_Goal_
How many lines in the items below contain the word "track"? Reply with the number only.

(Segmentation data)

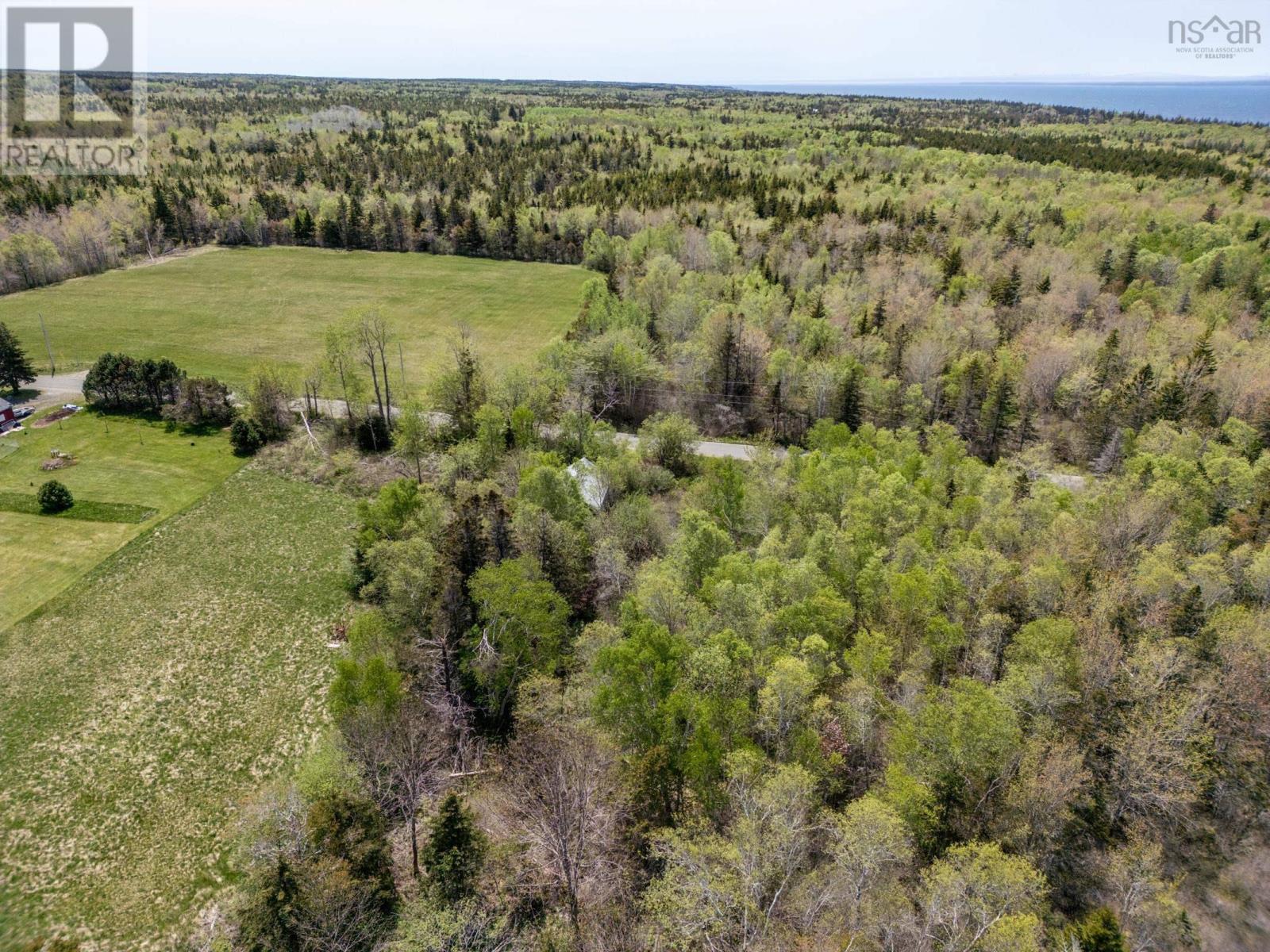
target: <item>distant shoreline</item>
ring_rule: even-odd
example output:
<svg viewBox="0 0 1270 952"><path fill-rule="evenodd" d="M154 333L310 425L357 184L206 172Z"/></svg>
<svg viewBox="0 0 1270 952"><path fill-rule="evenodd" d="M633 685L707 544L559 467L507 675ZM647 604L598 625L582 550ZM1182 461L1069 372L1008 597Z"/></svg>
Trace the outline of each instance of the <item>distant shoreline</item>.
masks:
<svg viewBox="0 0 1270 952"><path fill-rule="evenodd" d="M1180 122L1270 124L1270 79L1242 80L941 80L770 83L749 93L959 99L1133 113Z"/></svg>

---

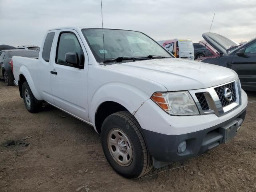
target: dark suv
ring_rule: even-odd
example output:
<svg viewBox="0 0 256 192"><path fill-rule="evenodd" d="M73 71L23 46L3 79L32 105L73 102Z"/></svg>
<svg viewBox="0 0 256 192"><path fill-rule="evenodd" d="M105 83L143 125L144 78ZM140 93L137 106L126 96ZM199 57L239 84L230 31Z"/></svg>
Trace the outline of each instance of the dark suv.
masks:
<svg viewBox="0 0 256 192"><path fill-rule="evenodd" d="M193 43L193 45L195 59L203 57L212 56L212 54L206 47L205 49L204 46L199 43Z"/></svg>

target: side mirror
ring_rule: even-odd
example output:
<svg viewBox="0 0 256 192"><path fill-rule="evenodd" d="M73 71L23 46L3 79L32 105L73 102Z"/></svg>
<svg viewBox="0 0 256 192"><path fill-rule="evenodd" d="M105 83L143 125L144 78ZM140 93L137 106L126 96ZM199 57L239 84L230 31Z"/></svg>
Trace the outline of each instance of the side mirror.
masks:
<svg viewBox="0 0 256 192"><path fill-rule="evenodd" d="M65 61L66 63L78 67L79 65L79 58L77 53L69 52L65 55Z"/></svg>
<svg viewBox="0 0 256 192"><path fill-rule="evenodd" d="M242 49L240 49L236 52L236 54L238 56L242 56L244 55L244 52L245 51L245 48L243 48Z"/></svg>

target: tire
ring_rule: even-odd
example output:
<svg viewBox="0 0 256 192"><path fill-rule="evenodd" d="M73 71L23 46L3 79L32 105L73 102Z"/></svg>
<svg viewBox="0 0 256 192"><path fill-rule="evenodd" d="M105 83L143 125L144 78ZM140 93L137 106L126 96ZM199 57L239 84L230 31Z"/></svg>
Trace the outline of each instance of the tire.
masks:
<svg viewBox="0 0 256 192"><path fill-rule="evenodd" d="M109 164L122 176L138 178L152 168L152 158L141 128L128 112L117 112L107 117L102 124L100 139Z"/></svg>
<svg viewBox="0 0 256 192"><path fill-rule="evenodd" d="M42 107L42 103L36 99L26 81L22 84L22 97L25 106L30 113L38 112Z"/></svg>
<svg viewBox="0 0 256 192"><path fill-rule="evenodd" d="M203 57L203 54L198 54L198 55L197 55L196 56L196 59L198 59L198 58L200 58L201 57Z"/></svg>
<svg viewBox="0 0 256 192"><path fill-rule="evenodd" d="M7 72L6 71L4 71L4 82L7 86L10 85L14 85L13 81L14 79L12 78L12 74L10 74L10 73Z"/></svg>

---

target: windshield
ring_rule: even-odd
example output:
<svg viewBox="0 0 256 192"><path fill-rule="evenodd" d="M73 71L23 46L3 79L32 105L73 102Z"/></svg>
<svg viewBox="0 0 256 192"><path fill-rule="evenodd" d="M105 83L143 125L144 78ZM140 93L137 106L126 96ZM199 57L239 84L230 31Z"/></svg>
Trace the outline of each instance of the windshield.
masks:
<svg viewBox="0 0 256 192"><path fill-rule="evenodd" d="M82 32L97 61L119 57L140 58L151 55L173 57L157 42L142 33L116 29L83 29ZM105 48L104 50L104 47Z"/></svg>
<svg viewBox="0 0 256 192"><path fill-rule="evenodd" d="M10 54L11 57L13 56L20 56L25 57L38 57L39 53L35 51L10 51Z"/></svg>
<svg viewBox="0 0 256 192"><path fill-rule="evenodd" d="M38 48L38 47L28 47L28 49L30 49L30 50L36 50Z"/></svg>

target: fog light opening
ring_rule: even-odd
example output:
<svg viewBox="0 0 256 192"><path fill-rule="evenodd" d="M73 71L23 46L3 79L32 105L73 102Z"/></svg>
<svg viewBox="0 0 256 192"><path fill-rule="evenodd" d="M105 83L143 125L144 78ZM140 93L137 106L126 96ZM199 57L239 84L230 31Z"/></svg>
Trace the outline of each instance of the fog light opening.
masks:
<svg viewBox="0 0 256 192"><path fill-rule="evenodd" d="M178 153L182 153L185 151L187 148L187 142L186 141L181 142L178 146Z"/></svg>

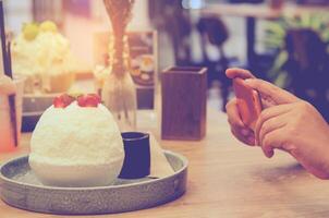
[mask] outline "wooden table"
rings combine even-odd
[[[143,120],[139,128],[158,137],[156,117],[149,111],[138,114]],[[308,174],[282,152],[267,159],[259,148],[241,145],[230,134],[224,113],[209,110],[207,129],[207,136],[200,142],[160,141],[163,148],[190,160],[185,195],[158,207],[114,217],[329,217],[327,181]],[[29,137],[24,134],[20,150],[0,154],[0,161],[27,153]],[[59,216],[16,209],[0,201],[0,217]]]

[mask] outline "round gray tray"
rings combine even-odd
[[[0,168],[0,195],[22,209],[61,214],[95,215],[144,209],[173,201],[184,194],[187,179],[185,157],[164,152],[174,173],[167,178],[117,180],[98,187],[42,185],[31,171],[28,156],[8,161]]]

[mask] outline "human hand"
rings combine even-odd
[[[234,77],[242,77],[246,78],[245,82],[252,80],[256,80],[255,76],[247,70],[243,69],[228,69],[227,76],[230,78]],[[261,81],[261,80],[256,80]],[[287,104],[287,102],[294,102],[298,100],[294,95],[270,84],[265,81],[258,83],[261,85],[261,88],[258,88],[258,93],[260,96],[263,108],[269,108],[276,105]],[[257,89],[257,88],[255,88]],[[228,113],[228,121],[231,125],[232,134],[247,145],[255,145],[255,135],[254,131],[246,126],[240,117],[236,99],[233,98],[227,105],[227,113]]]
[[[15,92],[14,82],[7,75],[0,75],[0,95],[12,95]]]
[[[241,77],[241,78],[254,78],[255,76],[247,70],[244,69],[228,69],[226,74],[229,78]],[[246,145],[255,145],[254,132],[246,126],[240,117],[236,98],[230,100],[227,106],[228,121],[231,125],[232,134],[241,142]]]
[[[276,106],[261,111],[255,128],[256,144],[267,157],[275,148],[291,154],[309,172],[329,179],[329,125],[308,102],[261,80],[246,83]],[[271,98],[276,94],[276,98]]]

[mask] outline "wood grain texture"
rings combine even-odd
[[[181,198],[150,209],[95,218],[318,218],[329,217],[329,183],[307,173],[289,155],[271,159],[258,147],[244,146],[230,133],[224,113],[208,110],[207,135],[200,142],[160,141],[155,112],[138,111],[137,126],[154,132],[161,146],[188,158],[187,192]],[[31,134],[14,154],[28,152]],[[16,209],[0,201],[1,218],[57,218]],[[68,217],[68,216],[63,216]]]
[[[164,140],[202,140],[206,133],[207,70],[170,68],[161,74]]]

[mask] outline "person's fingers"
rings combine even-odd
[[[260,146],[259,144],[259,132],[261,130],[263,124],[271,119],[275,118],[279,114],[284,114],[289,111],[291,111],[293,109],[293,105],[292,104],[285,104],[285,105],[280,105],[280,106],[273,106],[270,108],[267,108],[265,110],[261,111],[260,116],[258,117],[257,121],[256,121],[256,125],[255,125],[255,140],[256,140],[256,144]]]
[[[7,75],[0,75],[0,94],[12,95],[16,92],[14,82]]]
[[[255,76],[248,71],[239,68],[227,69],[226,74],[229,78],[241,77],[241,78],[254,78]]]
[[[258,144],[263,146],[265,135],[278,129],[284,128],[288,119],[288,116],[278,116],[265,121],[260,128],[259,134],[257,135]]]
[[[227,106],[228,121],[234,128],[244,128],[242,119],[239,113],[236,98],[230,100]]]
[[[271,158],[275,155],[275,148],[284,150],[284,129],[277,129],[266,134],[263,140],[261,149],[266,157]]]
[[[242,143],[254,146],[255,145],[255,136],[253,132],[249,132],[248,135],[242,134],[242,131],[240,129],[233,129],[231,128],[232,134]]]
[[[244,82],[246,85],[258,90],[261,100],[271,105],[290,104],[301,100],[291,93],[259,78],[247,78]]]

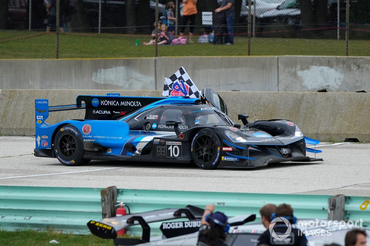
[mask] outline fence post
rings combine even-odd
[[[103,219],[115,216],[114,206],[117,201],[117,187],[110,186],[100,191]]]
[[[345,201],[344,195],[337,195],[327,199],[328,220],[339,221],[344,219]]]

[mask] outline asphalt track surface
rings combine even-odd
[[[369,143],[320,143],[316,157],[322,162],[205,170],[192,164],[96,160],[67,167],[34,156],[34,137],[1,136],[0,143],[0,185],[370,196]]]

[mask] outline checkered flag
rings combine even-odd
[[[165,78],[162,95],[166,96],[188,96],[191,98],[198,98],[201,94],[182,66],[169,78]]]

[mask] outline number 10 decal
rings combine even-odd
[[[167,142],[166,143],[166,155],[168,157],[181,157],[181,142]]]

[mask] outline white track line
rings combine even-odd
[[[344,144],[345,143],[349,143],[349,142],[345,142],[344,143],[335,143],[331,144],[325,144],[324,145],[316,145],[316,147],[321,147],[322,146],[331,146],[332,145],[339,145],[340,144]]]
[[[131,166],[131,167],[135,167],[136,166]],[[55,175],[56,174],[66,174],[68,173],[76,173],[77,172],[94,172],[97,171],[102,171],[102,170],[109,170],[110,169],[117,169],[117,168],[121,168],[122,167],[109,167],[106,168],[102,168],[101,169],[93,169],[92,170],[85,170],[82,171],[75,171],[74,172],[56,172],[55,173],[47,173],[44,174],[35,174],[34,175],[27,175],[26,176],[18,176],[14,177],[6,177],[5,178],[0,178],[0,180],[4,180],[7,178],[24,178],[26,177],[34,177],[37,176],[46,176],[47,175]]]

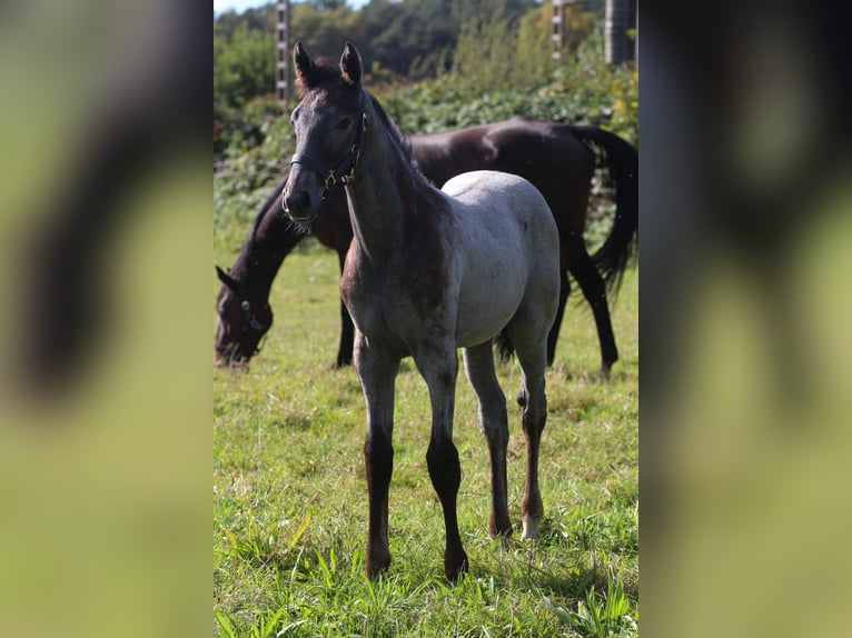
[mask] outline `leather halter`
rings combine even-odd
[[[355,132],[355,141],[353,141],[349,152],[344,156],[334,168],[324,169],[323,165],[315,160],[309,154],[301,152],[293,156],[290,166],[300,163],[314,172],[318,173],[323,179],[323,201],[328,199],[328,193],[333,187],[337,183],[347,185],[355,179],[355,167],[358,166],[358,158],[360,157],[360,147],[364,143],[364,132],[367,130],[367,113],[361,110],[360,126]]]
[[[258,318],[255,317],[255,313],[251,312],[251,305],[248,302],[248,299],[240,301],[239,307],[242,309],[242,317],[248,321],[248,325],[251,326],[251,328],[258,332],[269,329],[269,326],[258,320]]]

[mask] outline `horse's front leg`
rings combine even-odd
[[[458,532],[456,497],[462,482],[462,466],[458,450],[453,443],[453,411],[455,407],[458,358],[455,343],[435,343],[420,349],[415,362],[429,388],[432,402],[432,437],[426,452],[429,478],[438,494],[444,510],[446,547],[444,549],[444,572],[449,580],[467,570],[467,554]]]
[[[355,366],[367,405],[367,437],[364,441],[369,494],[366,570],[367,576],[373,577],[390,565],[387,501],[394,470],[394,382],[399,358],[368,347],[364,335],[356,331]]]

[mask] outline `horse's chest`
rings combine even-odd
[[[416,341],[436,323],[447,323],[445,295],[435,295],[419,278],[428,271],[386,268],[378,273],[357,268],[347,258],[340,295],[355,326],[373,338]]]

_Result_
2